*TEXT EXTRACT:*
* start *

My time as faculty is just the tip of the iceberg: the cost of the buildings and grounds, IT costs, academic and administrative support, and the costs to support research, let alone student services and things like admissions, career services, etc.

My father was an engineer that spent his retirement volunteering to teach computer skills to anyone who was interested. I will be retiring in a few years and I plan to follow in his footsteps, however humble my contributions may be. I would love to contribute to a change that would make high quality education available to many more people at a much lower costs, but as a long time participant in MOOCs, I am just not sure they are the way.



American universities spend much more on buildings and resources. The kind of gym and pool we bad in our tiny liberal arts college was way better than any college resources of europe. Even public universities here spend tons on non academic costs. Way more than other countries. Sowell covers this in 'inside American education'.

Alleviating debt and making it easier to pay more expensive loans incentivizes colleges to compete to attract students who can now affors higher price points


It is becoming an arms race. Colleges in the USA build these things to attract potential students. If one colleges has them and the nearby comparable college doesn't then the one without looks worse in comparison.

* end *

*TO-DO LIST:*
A) In the comments on college costs, what did the writer's father spend his retirement doing?
B) Copy the part of the comments on college costs from "My father was" up to and including "are the way.".

*DATASET EXTRACT:*

* start *

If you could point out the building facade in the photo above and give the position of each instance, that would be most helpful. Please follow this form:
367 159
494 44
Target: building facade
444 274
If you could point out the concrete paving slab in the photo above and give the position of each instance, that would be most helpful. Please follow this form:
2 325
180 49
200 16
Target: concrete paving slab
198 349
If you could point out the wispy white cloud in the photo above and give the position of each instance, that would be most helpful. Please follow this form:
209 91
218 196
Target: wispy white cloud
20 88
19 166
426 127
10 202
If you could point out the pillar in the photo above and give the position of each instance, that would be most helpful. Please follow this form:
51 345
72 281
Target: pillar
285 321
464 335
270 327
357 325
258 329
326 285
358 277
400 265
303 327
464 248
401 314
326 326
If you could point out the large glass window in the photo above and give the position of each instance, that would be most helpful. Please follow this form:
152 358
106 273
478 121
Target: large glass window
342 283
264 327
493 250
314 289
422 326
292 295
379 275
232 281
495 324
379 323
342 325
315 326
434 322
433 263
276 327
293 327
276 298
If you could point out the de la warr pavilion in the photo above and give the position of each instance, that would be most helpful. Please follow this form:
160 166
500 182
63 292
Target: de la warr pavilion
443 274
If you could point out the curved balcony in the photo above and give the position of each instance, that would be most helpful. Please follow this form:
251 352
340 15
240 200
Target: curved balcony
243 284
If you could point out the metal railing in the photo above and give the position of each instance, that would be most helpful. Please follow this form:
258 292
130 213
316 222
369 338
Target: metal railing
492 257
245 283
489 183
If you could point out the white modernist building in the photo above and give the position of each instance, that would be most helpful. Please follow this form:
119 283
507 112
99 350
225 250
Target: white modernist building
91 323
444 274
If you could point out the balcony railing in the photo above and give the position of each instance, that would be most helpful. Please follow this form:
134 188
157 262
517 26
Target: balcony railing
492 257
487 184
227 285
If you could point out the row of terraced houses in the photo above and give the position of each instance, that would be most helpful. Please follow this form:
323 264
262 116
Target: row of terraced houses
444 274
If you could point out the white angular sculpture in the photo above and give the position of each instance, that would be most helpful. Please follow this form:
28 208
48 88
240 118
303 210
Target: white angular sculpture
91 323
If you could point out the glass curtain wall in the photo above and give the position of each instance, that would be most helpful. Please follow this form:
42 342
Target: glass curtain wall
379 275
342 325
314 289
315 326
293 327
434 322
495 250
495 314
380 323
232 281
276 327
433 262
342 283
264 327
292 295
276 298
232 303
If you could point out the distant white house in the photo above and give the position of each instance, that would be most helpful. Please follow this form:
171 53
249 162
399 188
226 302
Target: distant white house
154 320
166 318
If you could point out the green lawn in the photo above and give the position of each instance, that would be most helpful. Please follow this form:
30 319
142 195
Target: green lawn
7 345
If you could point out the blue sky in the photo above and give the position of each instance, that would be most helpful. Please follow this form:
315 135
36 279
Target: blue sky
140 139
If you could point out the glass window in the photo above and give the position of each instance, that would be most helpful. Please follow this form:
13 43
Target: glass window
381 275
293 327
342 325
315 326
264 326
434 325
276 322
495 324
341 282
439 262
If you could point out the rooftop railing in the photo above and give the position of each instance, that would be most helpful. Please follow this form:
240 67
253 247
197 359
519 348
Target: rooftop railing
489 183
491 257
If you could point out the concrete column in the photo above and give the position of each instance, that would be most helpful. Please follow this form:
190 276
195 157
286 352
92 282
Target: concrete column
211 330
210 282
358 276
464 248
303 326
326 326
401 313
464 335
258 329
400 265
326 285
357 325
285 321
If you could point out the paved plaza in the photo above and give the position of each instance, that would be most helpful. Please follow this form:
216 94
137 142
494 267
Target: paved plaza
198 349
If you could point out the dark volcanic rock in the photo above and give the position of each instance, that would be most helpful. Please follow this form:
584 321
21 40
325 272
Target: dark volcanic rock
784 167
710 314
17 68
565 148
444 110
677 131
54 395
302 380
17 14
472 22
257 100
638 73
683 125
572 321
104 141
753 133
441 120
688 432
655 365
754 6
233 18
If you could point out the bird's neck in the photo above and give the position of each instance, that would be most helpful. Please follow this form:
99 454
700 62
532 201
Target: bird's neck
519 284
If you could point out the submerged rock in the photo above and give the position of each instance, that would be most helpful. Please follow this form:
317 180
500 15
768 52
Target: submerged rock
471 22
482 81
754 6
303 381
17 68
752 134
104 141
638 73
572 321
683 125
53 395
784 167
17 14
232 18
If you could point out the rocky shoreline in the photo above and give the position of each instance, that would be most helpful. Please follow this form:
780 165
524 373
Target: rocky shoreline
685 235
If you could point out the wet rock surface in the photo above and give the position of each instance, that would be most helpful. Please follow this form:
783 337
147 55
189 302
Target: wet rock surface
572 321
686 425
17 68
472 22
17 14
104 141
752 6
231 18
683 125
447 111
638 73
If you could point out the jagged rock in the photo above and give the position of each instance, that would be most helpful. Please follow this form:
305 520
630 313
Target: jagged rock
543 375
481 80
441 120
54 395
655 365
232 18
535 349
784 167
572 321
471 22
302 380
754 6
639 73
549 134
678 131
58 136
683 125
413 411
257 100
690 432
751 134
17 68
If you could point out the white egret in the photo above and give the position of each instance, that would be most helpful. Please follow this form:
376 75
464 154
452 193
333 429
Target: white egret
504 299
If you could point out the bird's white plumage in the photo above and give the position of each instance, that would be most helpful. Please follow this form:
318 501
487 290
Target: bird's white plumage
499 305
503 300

* end *

*RESPONSE LIST:*
A) He volunteered to teach computer skills to anyone who was interested.

B)
My father was an engineer that spent his retirement volunteering to teach computer skills to anyone who was interested. I will be retiring in a few years and I plan to follow in his footsteps, however humble my contributions may be. I would love to contribute to a change that would make high quality education available to many more people at a much lower costs, but as a long time participant in MOOCs, I am just not sure they are the way.